§ TASK PROMPT:
Write the data out again in full, with no departure from the original.

Saved data entries:
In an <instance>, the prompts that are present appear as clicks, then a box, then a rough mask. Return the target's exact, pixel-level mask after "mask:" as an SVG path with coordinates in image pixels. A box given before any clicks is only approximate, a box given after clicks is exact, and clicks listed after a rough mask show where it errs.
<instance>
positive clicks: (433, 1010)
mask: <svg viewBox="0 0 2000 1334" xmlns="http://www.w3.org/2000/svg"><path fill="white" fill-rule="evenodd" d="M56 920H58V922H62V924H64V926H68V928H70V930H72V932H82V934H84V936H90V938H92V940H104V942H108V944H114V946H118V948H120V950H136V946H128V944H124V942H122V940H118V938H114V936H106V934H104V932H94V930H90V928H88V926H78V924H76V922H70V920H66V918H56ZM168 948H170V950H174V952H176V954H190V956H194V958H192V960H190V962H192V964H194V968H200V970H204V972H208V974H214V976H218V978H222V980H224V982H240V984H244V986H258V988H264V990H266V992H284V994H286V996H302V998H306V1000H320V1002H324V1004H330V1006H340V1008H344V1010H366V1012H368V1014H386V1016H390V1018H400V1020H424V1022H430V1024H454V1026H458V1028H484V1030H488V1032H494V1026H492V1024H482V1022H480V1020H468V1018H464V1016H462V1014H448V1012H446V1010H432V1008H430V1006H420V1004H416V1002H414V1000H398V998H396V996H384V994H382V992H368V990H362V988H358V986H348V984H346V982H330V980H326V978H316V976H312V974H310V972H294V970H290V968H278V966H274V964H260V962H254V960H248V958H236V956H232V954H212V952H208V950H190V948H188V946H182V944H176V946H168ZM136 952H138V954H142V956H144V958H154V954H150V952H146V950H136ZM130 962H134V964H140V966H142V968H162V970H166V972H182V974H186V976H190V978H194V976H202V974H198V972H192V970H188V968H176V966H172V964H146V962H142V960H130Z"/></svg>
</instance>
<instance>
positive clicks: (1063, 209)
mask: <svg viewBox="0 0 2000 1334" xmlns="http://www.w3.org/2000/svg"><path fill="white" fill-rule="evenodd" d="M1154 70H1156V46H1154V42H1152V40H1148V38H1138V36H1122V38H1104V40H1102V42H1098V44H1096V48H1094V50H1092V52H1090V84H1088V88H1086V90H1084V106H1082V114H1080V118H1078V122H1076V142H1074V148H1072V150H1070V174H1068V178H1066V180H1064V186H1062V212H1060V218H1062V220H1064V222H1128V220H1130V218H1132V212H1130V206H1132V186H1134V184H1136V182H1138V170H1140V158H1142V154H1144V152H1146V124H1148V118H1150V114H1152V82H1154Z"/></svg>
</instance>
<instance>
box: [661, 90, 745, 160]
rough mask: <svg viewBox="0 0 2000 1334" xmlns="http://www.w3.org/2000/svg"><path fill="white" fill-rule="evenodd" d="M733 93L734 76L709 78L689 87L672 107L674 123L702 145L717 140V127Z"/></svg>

§ EXERCISE ANSWER:
In an <instance>, the prompts that are present appear as clicks, then a box, then a rough mask. Return the target's exact, pixel-level mask after "mask:" as an SVG path with coordinates in image pixels. A box given before any clicks is only approximate, a box given after clicks is exact, and clicks listed after a rough mask show where it errs.
<instance>
positive clicks: (433, 1010)
mask: <svg viewBox="0 0 2000 1334" xmlns="http://www.w3.org/2000/svg"><path fill="white" fill-rule="evenodd" d="M56 920H58V922H62V924H64V926H68V928H70V930H72V932H82V934H84V936H90V938H92V940H104V942H108V944H114V946H118V948H120V950H136V946H128V944H124V942H122V940H118V938H114V936H106V934H104V932H94V930H90V928H88V926H78V924H76V922H70V920H66V918H56ZM168 948H170V950H174V952H176V954H190V956H194V958H192V960H190V962H192V964H194V968H200V970H204V972H208V974H214V976H218V978H222V980H224V982H240V984H244V986H258V988H264V990H266V992H284V994H286V996H302V998H306V1000H320V1002H324V1004H330V1006H340V1008H344V1010H366V1012H368V1014H386V1016H390V1018H400V1020H424V1022H430V1024H454V1026H458V1028H484V1030H488V1032H494V1026H492V1024H482V1022H480V1020H468V1018H464V1016H462V1014H448V1012H446V1010H432V1008H430V1006H420V1004H416V1002H414V1000H398V998H396V996H384V994H382V992H368V990H362V988H358V986H348V984H346V982H330V980H326V978H316V976H312V974H310V972H294V970H290V968H278V966H274V964H260V962H254V960H248V958H236V956H232V954H212V952H208V950H190V948H188V946H182V944H176V946H168ZM136 952H138V954H142V956H144V958H154V954H150V952H146V950H136ZM130 962H134V964H140V966H142V968H162V970H166V972H182V974H186V976H190V978H194V976H202V974H198V972H192V970H188V968H176V966H172V964H146V962H142V960H130Z"/></svg>
</instance>
<instance>
positive clicks: (1063, 209)
mask: <svg viewBox="0 0 2000 1334" xmlns="http://www.w3.org/2000/svg"><path fill="white" fill-rule="evenodd" d="M1154 70H1156V46H1154V42H1152V40H1148V38H1138V36H1122V38H1104V40H1102V42H1098V44H1096V48H1094V50H1092V52H1090V84H1088V88H1086V90H1084V106H1082V114H1080V118H1078V122H1076V142H1074V148H1072V150H1070V174H1068V178H1066V180H1064V186H1062V212H1060V218H1062V220H1064V222H1128V220H1130V218H1132V212H1130V206H1132V186H1134V184H1136V182H1138V170H1140V158H1142V154H1144V152H1146V124H1148V118H1150V114H1152V82H1154Z"/></svg>
</instance>
<instance>
box: [661, 90, 745, 160]
rough mask: <svg viewBox="0 0 2000 1334" xmlns="http://www.w3.org/2000/svg"><path fill="white" fill-rule="evenodd" d="M733 93L734 76L709 78L689 87L672 107L674 123L702 145L717 140V127Z"/></svg>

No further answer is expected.